▶ TASKS TO PERFORM:
1. According to the text on the single's chart performance, at what position did the single chart on Sweden's Sverigetopplistan chart?
2. Extend the text on the single's chart performance beyond its final sentence.

▶ DOCUMENT SECTION:
::::

In Portugal, the single charted at number 44 on the Portuguese Singles Chart. In Slovakia, the single charted at number 25 on their Singles Digital Top 100. In Sweden, the single charted at number 61 on the Sverigetopplistan chart and was certified Platinum by Grammofonleverantörernas förening (GLF) for equivalent sales of 40,000 units in the country. In Switzerland, the single charted at number 51 on the Schweizer Hitparade. In the United Kingdom, the single charted at number 63 on the UK singles chart and was certified Gold by the British Phonographic Industry (BPI) for equivalent sales of 400,000 units in the country.

=== Other countries ===
In Australia, the single charted at number 25 on the ARIA Charts and was certified 2× Platinum by the Australian Recording Industry Association (ARIA) for equivalent sales of 140,000 units in the country. By the end of 2016, the single was positioned at number 98 on the ARIA Charts. In Brazil, although the single did not chart, it was certified Platinum by Pro-Música Brasil (PMB) for equivalent sales of 60,000 units in the country. In New Zealand, the single charted at number 12 on the Official Aotearoa Music Charts and was certified 3× Platinum by Recorded Music New Zealand (RMNZ) for equivalent sales of 60,000 units in the country. By the end of 2016, the single was positioned at number 41 on the Official Aotearoa Music Charts.

::::

▶ DATA EXCERPTS:
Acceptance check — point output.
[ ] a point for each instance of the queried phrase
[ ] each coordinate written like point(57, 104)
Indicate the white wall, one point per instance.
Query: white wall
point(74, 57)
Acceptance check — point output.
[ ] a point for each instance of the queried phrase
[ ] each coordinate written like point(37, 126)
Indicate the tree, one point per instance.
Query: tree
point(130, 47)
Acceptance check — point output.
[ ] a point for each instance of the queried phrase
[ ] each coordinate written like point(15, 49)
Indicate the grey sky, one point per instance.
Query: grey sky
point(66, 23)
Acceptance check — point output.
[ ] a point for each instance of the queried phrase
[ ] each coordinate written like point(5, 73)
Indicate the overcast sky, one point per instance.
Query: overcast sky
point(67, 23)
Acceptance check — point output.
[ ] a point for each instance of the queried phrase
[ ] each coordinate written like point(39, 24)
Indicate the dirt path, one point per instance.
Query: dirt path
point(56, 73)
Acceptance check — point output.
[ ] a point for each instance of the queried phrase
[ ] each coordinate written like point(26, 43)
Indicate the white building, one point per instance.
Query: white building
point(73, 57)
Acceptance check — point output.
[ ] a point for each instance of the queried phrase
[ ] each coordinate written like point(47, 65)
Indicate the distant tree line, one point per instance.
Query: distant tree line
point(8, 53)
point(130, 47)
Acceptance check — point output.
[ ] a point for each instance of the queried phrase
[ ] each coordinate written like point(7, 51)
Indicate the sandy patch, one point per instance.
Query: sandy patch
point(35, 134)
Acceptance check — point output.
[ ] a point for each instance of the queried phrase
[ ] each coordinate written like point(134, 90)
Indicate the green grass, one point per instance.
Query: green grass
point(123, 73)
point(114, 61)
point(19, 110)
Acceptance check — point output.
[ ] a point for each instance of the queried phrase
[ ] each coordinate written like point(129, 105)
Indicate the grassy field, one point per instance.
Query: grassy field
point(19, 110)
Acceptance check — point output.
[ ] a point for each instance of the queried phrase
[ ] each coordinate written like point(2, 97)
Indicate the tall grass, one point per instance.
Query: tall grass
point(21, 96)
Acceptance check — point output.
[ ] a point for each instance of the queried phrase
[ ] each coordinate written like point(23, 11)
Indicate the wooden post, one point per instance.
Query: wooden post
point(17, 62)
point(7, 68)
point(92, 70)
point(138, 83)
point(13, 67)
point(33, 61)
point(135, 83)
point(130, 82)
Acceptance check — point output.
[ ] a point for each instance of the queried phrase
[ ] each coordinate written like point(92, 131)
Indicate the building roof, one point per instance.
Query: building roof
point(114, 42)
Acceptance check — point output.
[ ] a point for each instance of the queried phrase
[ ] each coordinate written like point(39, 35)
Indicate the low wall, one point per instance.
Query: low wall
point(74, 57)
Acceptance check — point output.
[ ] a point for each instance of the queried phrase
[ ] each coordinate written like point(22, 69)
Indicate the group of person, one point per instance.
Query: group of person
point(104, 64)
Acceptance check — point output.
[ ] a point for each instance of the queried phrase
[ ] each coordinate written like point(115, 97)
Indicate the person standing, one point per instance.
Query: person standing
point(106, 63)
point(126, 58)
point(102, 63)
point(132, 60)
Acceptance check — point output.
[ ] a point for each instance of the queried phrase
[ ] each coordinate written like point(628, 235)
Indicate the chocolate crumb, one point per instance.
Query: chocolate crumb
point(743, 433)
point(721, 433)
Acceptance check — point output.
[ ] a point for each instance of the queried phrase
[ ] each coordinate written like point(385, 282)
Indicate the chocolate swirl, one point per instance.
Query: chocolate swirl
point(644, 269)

::::

▶ THE ANSWERS:
1. Number 61.

2.
==Music video==
An accompanying music video for "Wild Things" was directed by Aaron A and premiered on March 7, 2016. Opening with a monologue in which Cara describes what "wild" means to her in the song, the video features Cara and her friends exploring Brampton and the suburbs of Toronto, engaging in carefree activities such as drawing fake tattoos on one another and setting off fireworks at Cherry Beach. "To me," Cara says during the video's introductory sequence, "Where The Wild Things Are is a place that exists in our minds. It's a place of liberty and shamelessness. It can take a split second or a lifetime to find it, but once you do, you'll be free." The video was nominated for Best Pop Video at the 2016 MTV Video Music Awards.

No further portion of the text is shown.